Saved entries
───

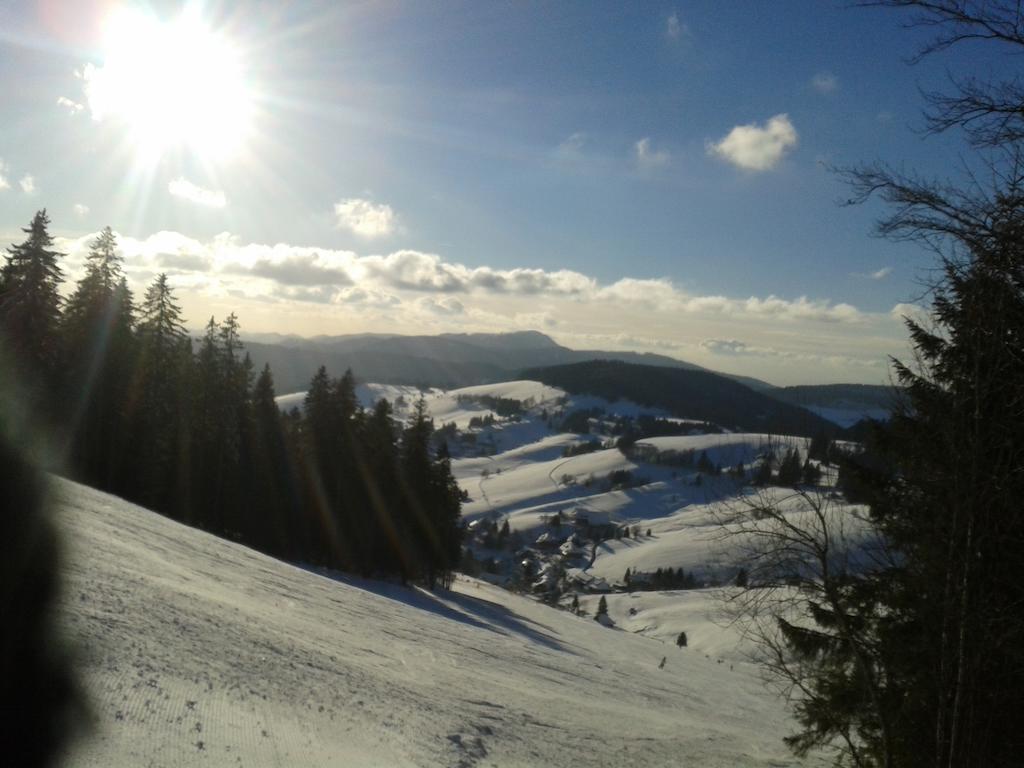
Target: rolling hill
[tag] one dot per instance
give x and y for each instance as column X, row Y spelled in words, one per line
column 691, row 394
column 446, row 360
column 196, row 650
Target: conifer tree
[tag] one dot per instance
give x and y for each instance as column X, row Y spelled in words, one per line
column 161, row 417
column 99, row 342
column 30, row 313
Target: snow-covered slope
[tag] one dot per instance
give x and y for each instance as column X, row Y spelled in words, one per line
column 199, row 651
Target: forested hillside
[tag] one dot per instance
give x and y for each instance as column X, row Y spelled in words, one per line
column 691, row 394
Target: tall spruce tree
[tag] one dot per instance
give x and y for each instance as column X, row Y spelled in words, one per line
column 30, row 314
column 161, row 417
column 99, row 355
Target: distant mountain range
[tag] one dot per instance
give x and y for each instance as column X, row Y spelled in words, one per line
column 687, row 393
column 445, row 360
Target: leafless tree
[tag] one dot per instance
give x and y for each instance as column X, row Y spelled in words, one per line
column 809, row 558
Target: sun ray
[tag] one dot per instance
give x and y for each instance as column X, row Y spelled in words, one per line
column 173, row 85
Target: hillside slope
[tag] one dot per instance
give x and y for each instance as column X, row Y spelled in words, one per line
column 444, row 360
column 200, row 651
column 691, row 394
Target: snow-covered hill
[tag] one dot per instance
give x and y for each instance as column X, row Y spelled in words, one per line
column 199, row 651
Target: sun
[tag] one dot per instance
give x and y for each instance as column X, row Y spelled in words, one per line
column 173, row 84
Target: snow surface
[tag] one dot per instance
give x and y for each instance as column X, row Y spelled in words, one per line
column 199, row 651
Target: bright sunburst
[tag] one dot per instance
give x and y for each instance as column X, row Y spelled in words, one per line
column 173, row 84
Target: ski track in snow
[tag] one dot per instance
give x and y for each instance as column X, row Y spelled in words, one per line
column 199, row 651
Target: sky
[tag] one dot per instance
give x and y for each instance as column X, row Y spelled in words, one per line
column 647, row 176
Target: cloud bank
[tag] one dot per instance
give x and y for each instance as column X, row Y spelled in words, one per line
column 365, row 218
column 304, row 290
column 757, row 147
column 185, row 189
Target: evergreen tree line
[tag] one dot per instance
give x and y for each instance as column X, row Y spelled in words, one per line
column 913, row 655
column 190, row 430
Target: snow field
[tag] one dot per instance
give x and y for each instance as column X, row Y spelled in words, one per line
column 199, row 651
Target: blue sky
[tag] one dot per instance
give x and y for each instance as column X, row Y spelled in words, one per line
column 647, row 175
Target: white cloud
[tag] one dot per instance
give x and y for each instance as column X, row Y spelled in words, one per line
column 572, row 146
column 445, row 305
column 299, row 288
column 71, row 105
column 876, row 275
column 725, row 346
column 824, row 82
column 755, row 147
column 182, row 187
column 366, row 218
column 648, row 158
column 674, row 28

───

WORK TASK
Omit the pictures, then give all the lines above again exactly.

WRITTEN REPLY
Target: rolling hill
[tag] one dot per instance
give x and y for each instance as column X, row Y spelled in words, one per line
column 691, row 394
column 446, row 360
column 196, row 650
Target: conifer tree
[tag] one dot per instance
give x and y for each instance as column X, row Y spelled in words, one per line
column 161, row 417
column 99, row 342
column 30, row 313
Target: snow-covered slope
[tag] one dot per instance
give x and y for each instance as column X, row Y spelled in words, one per line
column 199, row 651
Target: forested hillside
[tag] one dot per instance
give x and y for each instance as column X, row Y spelled in words, one per line
column 691, row 394
Target: tall spruce tree
[tag] one dot per instance
give x and y for each instance as column X, row Y spelled in words, one per line
column 30, row 314
column 161, row 417
column 99, row 355
Target: distant mountain range
[tag] one dot per instance
give x and y for each instance as column X, row Y spelled in words, one per line
column 687, row 393
column 445, row 360
Target: leafless tree
[tag] one dot per instance
give x and y for each instance as column X, row Y spelled in words, one per line
column 809, row 558
Target: sun ray
[tag] one dot per instance
give x and y for each instance as column X, row Y spelled in words, one per line
column 173, row 85
Target: hillside slope
[tag] one dot per instance
give x and y for each instance as column X, row Y spelled in words, one per line
column 444, row 360
column 200, row 651
column 691, row 394
Target: snow-covered hill
[tag] one dot per instance
give x and y for each instance as column X, row Y spelled in words, one per line
column 199, row 651
Target: sun
[tag] one dot per instance
give x and y for each instance as column X, row Y spelled in words, one per line
column 173, row 84
Target: snow surface
[tag] one dot per instance
give x and y for each instance as column X, row Y spelled in words, one per line
column 199, row 651
Target: bright sunburst
[tag] one dot per instance
give x and y for each instance as column X, row Y spelled in words, one per line
column 173, row 84
Target: ski track in snow
[tag] one dot per instance
give x and y for each instance as column X, row Y spelled in words, one per line
column 199, row 651
Target: sky
[tag] one dot per instance
give x and y for each instance as column X, row Y spelled in words, one per line
column 647, row 176
Target: cloud bank
[tag] one dot per instance
give x and y for each instance as column X, row Y spelled in words, one per line
column 365, row 218
column 304, row 290
column 757, row 147
column 185, row 189
Target: evergreen tree line
[tag] one dot per instance
give x and y for each instance as column X, row Y spelled in words, one per line
column 913, row 655
column 190, row 430
Target: snow field
[tag] one dot per instance
give x and y for each instance as column X, row Y spelled in words, one per line
column 199, row 651
Target: blue sky
[tag] one dot per instance
give x and y for each instance as column X, row Y spelled in words, one per line
column 647, row 175
Target: white cloud
[tag] one dot per instance
give x and y for each instance as column X, row Y spelled in words, one per line
column 572, row 146
column 445, row 305
column 299, row 288
column 71, row 105
column 876, row 275
column 725, row 346
column 824, row 82
column 755, row 147
column 182, row 187
column 366, row 218
column 648, row 158
column 674, row 28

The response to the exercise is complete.